-- start DATASET ENTRIES --

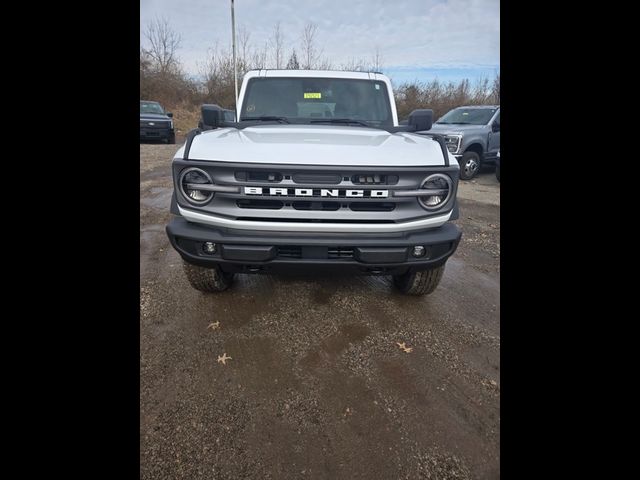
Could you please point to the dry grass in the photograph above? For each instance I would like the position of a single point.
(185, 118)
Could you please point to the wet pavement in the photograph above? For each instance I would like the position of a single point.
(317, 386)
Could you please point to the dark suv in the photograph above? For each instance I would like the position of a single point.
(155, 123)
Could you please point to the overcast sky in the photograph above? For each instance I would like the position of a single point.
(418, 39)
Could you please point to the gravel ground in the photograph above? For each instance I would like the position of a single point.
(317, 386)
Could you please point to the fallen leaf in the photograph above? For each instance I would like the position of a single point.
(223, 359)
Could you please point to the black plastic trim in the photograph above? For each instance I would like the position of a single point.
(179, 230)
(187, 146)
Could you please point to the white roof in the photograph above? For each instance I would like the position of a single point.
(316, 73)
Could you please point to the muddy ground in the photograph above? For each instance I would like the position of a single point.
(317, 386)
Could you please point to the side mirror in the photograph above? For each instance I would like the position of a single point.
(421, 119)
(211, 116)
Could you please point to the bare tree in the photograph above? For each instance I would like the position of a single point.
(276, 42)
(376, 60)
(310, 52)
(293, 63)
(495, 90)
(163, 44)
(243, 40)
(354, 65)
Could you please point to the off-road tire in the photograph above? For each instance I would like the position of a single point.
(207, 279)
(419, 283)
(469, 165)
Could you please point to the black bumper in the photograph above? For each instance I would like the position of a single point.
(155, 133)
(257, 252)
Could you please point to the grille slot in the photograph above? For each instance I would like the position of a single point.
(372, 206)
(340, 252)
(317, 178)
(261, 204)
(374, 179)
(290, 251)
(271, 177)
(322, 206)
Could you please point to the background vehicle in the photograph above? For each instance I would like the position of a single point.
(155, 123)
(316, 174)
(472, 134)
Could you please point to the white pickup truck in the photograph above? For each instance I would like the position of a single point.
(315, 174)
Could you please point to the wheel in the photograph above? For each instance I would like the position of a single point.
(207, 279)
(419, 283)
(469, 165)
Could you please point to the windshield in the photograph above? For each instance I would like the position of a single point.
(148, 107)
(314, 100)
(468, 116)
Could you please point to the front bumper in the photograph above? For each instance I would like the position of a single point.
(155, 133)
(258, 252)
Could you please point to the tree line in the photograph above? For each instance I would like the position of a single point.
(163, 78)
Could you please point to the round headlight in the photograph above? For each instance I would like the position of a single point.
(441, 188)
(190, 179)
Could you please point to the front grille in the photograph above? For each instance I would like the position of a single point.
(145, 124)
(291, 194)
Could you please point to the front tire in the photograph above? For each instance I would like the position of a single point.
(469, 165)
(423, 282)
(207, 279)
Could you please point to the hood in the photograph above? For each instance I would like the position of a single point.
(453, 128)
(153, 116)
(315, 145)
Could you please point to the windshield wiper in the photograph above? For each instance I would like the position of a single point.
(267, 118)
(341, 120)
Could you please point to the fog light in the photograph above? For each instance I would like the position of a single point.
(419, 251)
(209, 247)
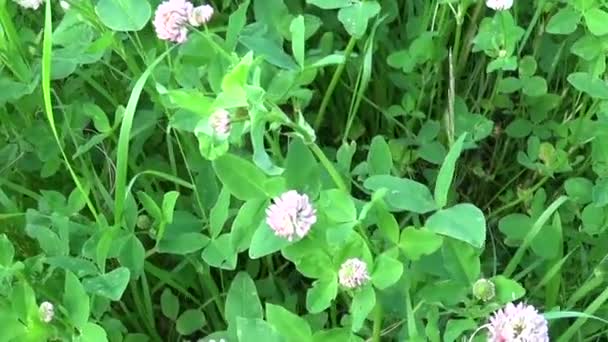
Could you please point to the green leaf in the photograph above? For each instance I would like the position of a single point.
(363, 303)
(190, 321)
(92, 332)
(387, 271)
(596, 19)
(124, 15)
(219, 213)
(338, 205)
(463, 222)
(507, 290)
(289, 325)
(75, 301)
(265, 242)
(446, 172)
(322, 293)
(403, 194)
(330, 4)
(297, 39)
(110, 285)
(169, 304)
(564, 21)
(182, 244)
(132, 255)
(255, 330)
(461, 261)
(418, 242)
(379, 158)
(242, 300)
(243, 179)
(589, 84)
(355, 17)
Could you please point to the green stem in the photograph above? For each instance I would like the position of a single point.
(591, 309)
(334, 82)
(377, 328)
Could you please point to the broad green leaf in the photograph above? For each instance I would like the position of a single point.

-- end DATASET ENTRIES --

YOUR INSTRUCTIONS → Reproduce the lines above, exactly and exclusively, from the line containing "Could you please point to the tree" down to the last line, both included; pictures are not part of the copy.

EXPECTED OUTPUT →
Could you please point to the tree line in the photograph above? For each instance I would like the position of a single point.
(163, 78)
Could you please point to the round headlight in the photograph above? For each instance I would like the position of a single point.
(441, 188)
(190, 179)
Could you please point to the front grille in the photograph above? For each instance I would like the position of a single point.
(145, 124)
(291, 194)
Could you please point to the front tire in the photograph above? For each instance I would like the position of a single point.
(469, 165)
(423, 282)
(207, 279)
Could you please point to the hood in the photograph above? For each instance I would like the position of a single point.
(453, 128)
(153, 116)
(315, 145)
Could you please point to the windshield wiper in the photograph above? For each instance I would like the position of a single point.
(267, 118)
(341, 120)
Could you please point to the fog light in the photograph above? For each instance I would like the position of a single point.
(419, 251)
(209, 247)
Could you please point to the green leaf in the photograph above? For each instance I would like the position of a single point.
(363, 303)
(190, 321)
(92, 332)
(387, 271)
(596, 19)
(124, 15)
(219, 213)
(338, 205)
(463, 222)
(507, 290)
(289, 325)
(75, 301)
(265, 242)
(446, 172)
(322, 293)
(403, 194)
(330, 4)
(297, 39)
(110, 285)
(169, 304)
(564, 21)
(182, 244)
(132, 255)
(255, 330)
(461, 261)
(418, 242)
(379, 158)
(242, 300)
(243, 179)
(589, 84)
(355, 17)
Could you please point to the green stem in the photograph above? For each instance I would like the position of a single point.
(591, 309)
(334, 82)
(377, 328)
Could you please point to the broad green leaf in the photograph above? For each instance I would like the position of a single point.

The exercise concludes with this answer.